_Problem requirements_.
Write out verbatim everything from the line containing "Mark every instance of the black" down to the last line of the items below, including both of those lines.

>> BEGIN

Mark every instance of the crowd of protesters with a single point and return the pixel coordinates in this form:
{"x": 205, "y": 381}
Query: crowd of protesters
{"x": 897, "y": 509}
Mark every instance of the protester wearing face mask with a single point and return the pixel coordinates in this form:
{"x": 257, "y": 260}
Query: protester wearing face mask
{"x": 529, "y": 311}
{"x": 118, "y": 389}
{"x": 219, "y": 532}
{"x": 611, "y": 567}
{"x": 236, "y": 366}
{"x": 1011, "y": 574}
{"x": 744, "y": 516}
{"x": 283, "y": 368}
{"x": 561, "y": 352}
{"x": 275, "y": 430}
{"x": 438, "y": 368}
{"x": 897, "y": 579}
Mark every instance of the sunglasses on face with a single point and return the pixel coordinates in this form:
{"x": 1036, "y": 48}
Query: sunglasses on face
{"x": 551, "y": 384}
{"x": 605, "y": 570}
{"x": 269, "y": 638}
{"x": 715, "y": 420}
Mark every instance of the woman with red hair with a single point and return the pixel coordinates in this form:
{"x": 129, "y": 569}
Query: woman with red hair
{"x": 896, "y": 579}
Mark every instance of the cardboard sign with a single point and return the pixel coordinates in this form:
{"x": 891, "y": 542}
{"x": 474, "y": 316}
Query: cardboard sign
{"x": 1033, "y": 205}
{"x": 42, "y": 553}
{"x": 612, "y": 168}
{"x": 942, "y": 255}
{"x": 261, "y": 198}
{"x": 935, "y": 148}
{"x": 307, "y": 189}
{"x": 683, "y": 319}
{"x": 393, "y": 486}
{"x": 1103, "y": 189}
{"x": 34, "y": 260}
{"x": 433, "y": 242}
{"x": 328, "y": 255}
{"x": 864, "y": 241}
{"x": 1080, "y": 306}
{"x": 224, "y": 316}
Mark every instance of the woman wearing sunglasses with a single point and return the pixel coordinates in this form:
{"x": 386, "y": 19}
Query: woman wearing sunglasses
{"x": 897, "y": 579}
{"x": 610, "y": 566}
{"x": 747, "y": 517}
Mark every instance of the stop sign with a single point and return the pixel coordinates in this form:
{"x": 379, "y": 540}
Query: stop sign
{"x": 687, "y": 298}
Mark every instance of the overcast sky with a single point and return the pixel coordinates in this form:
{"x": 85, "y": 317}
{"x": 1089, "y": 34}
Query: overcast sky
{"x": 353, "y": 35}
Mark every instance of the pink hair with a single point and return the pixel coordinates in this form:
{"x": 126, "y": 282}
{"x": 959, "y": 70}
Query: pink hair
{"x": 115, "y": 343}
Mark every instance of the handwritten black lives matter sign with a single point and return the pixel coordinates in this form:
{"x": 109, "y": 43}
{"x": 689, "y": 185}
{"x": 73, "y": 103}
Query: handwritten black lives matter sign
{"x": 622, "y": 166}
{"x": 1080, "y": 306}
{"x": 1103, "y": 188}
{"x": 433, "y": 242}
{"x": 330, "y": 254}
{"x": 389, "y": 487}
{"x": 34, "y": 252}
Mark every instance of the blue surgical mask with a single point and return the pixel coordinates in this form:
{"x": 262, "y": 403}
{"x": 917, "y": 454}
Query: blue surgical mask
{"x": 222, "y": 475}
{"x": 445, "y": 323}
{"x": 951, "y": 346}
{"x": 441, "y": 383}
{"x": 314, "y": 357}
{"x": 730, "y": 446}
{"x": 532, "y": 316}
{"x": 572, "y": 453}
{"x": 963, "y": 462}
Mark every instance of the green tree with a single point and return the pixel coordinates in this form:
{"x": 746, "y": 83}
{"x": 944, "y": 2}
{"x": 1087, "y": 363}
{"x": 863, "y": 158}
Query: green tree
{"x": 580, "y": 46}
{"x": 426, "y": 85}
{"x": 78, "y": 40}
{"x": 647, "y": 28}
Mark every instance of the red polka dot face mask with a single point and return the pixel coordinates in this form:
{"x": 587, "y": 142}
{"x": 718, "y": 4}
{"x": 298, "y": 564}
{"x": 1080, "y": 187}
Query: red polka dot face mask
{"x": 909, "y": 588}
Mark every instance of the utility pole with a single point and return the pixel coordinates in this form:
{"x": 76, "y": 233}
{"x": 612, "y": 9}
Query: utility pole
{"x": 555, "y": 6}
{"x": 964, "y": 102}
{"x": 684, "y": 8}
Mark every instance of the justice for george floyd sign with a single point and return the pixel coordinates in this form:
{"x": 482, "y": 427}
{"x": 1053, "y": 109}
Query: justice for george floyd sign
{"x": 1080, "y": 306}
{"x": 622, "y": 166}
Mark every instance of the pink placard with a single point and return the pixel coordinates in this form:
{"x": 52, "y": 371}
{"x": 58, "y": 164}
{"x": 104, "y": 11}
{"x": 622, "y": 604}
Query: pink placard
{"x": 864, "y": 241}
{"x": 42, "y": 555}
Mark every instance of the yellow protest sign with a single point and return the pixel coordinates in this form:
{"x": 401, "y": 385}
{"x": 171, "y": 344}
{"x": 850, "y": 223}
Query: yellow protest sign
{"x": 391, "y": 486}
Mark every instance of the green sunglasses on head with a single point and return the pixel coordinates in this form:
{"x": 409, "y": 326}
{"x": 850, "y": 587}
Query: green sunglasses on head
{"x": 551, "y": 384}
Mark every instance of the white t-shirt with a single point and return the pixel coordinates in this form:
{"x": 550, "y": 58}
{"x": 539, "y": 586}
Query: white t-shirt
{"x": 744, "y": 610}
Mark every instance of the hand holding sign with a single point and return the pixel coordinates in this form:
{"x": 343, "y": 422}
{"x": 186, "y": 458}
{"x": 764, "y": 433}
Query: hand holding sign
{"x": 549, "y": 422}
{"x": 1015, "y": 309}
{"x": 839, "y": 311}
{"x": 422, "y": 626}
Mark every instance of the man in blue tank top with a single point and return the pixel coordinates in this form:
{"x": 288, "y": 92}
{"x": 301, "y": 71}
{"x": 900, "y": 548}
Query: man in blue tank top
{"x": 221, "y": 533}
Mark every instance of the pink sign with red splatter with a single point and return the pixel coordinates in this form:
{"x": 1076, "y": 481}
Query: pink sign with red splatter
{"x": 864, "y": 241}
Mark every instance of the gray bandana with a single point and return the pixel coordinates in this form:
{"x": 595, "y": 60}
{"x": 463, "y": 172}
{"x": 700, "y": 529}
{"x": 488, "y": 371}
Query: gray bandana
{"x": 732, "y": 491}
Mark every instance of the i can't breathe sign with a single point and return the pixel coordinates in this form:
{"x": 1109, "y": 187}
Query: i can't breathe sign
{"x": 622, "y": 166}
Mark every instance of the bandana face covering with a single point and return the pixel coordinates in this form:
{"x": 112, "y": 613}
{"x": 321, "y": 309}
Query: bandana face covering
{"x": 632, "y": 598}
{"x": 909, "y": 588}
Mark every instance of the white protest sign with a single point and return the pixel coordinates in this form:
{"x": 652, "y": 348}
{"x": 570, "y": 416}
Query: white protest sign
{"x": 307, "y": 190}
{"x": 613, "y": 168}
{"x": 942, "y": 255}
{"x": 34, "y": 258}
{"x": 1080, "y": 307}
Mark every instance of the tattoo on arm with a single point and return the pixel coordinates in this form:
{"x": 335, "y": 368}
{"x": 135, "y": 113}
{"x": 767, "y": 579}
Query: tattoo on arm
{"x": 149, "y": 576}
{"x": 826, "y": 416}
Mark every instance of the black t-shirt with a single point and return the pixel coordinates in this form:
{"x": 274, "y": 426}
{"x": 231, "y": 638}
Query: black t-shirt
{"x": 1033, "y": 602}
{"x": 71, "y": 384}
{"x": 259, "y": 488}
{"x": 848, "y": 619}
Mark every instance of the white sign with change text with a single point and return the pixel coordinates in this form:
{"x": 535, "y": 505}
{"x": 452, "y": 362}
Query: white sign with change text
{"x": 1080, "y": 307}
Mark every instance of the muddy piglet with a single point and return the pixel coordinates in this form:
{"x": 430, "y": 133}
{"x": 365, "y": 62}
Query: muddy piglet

>> END

_Exercise response_.
Mark every instance of the black t-shirt with a single point and return the pixel coordinates in this form:
{"x": 274, "y": 426}
{"x": 231, "y": 638}
Query: black t-shirt
{"x": 1033, "y": 602}
{"x": 71, "y": 384}
{"x": 259, "y": 488}
{"x": 848, "y": 619}
Mark every instance of the white sign with change text with a single point and return the pixel coordinates in this form:
{"x": 535, "y": 505}
{"x": 452, "y": 362}
Query: white sign with change text
{"x": 1080, "y": 307}
Mark every instance of the muddy piglet with a single point and return the pixel coordinates in this form:
{"x": 430, "y": 133}
{"x": 365, "y": 62}
Query: muddy piglet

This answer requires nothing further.